*TEXTO:*
....

Por esse pioneirismo de juntar o que há de melhor do conhecimento mundial temos hoje no Brasil uma das iniciativas conceitualmente mais robustas no planeta quando o tema é trilhas de longo curso. Isso valeu à Rede Brasileira de Trilhas em seu curto espaço de vida o Prêmio Nacional de Turismo e o convite para liderar, no âmbito da UICN, o Grupo Mundial de Especialistas em Trilhas de Longo Curso.
Por fim, vale mencionar a Austrália, cuja trilha Bibbulmun foi uma das primeiras a cooperar conosco, ainda em 1998. Desse país, aproveitamos, entre outras coisas, o estudo que demonstrou ser a combinação das cores amarela e preta a que melhor se adequa à sinalização de trilhas, bem como a importância para o pertencimento regional de se utilizar algum ícone associado à sinalização.

....

*DADOS ARMAZENADOS:*
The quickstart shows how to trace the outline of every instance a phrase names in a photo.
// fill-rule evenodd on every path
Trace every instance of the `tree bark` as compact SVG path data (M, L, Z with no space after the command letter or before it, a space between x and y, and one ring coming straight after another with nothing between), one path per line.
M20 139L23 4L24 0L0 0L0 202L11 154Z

....

*OBJETIVO PROPOSTO 1:*
Segundo o texto sobre trilhas de longo curso, em que ano a trilha Bibbulmun passou a cooperar?
*OBJETIVO PROPOSTO 2:*
Com base no texto sobre trilhas de longo curso, explique por que a combinação das cores amarela e preta foi trazida da Austrália.
*OBJETIVO PROPOSTO 3:*
Escreva a continuação do texto sobre trilhas de longo curso a partir da última frase.
Os dados não têm relação com o texto.

*RESULTADO DO EXERCÍCIO 1:*
Em 1998.

*RESULTADO DO EXERCÍCIO 2:*
Um estudo da Austrália demonstrou que essa combinação é a que melhor se adequa à sinalização de trilhas.

*RESULTADO DO EXERCÍCIO 3:*
Nesse sentido, dois acontecimentos no último mês de julho coroam a vocação internacional da Rede Brasileira de Trilhas. No início do mês, a World Trails Network aceitou como membros plenos a Trilha Transmantiqueira e a própria Rede Brasileira de Trilhas. Até então, a Trilha Transcarioca era a única trilha sul-americana a integrar esse seleto grupo de entidades gestoras de caminhadas de longa distância. Por fim, no último dia 29 de julho, também no âmbito da WTN, a Trilha Transcarioca e a Bibbulmun Track assinaram um acordo de irmanação resgatando, vinte anos depois, a primeira iniciativa de cooperação internacional que legou à REDE boa parte do conhecimento sobre o qual suas diretrizes se assentam hoje. Assim, finalmente as trilhas brasileiras começam a se integrar ás principais redes de Trilhas do Mundo.